§ Selected extract:
Point of all that was that I totally miss it a few years later, which is why things like this make me cream my linguistpants. (Also, you know, links including Monty Python sketches never hurt anyone.) Top records / videos / films of the year? Yawn (though I’m sure I’ll post my own lists at some point.) Top searched words of the year at Merrimam-Webster??! Hell yes! Dictionary.com’s top lists are a bit less reassuring though - I’m not sure if I should be depressed or proud of the American public that so many of them needed to look up the definition of “socialism.”
For reasons I can’t quite understand, a slew of recent ‘politically charged’ or ‘meaningful social commentary’ editorials (see: French Vogue’s seriously questionable Lara-Stone-as-post-racial-morphing-woman editorial, by which I mean “do you think her tits will be generally acceptable if we make her black?”; W’s “politically and religiously charged portfolio featuring supermodel Linda Evangelista" conceived by artist Maurizio Cattelan) are making me super-uncomfortable, and it’s not the debatable content or artistic intent that’s bugging me out, it’s the fact that it’s debatable to begin with. Why do I have this bizarre feeling about these specific ‘high profile fashion magazines’ publishing ‘politically charged editorials?’ (Which we’re all aware are basically beautifully constructed artistic advertisements, and which I obviously am totally okay with and think are related to a ton of ‘really good art’ and which I avidly seek out and admire etc, etc, etc; it’s not about that, or even about fashion magazines also making social commentary or influence, which I also do believe is possible.)

§ Material provided:
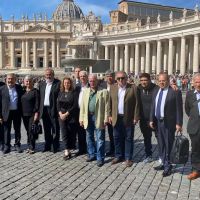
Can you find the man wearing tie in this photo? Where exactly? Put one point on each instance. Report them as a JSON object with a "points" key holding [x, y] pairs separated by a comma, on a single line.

§ Directions:
• a. According to the excerpt on year-end word lists and fashion editorials, which artist conceived W's portfolio featuring Linda Evangelista?
• b. Resume the excerpt on year-end word lists and fashion editorials, picking up directly after its final sentence and keeping its voice.

§ Responses by task:
• a. Maurizio Cattelan

• b.
So why are these editorials in particular, at this point, feeling more desperate, empty, uninspired, boring, and downright offensive than usual? Why does it annoy me that this is field for debate at this point? Why does it feel like a distraction rather than actual commentary (and what do I even mean by actual commentary?) Why do they feel so obviously like more pathetic attempts to grab and hold our attention? This is like one step away from Lady Gaga being confused about what feminism means and talking about being a hermaphrodite and pretending that’s so queer-friendly and progressive or whatever when it’s really just marketing strategy. Shock them! Be political! People will buy shit if you’re political! Yeah!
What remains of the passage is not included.